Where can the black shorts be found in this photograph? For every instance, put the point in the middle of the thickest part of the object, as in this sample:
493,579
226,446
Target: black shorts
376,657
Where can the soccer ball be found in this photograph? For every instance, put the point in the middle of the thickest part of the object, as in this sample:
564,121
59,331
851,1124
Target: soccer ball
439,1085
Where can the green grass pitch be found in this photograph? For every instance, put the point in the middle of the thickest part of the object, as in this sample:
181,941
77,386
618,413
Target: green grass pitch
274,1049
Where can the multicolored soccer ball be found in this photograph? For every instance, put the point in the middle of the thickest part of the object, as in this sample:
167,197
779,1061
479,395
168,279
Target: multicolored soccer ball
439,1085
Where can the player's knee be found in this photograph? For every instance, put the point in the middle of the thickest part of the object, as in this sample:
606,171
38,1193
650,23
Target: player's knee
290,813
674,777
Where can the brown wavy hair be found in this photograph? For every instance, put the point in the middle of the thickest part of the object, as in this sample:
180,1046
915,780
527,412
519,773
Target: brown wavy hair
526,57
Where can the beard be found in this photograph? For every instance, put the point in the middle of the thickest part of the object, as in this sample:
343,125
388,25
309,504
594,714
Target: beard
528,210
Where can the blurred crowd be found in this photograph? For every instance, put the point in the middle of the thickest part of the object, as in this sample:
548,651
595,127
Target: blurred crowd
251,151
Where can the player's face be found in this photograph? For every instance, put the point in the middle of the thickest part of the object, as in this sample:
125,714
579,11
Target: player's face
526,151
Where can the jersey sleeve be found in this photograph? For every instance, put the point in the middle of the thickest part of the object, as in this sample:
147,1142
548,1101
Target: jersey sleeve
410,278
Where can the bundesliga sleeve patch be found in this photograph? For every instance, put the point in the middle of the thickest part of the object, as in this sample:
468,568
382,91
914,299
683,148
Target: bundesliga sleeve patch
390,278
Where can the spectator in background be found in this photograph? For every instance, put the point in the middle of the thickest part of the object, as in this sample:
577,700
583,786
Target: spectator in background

————

Swap each "thickest" in the rows above for "widest", and reproduce all the rows with nothing else changed.

Where can the black shorts be found in this photograph? For every instance, put the point in the middle of the widest part of the object, as in this sample:
493,579
226,446
Target: black shorts
376,657
Where can the soccer ball be found in this photograph? For every instance, put the point in the middle of the widest part of the object, as in this sample:
564,121
59,331
851,1124
Target: soccer ball
439,1085
Where can the green grass pitch be found in this photograph? For every instance, put the point in the middle of the widest part of the object, as in this sample:
181,941
77,386
618,413
Target: green grass pitch
274,1049
Where can the multicolored soccer ball be found in this photograph? For every instance, put the point in the middle of the widest part of the object, as in this sample:
167,197
779,1061
479,395
168,279
Target: multicolored soccer ball
439,1085
Where can the player's knee be found in this photograph? For every instance, put the point in the middle of the widest part of the object, as in this sample:
606,171
38,1193
650,23
Target: player's knee
290,813
674,777
Where can the brown wavy hair be found in this photograph? For every instance, put the point in the middle of the widest part of the object, as in this sample:
180,1046
915,780
527,412
519,773
Target: brown wavy hair
526,57
Where can the beard be found in this photograph? For every instance, put the point in the middle of the widest part of the object, as in this sample:
343,125
388,25
309,504
594,714
Target: beard
528,210
Where can the blurred crowd be found in this photograph? For every instance, put the point in the middle of the widest part of the object, as in this sample:
548,651
595,127
Target: blurred crowd
251,151
Where can the player's face be found in this photograph? For every instance, put the point in the middle of the widest part of the object, as in this sample:
125,714
579,11
Target: player's face
526,151
Where can the jersey sleeve be found in this photograph? For every instance, put the point in the middle of the widest part of the object, as in this sample:
147,1142
548,1101
Target: jersey sleeve
410,278
Where can the bundesliga sleeve patch be found in this photograph? For every instance, put the point in the middle of the widest part of the object, as in this sample:
468,568
382,91
914,299
683,148
Target: bundesliga sleeve patch
390,278
Where can the spectator in background be found in this photograph? For every instance, put the point in the middle of the widest part of the object, as in this sample:
577,700
583,786
Target: spectator in background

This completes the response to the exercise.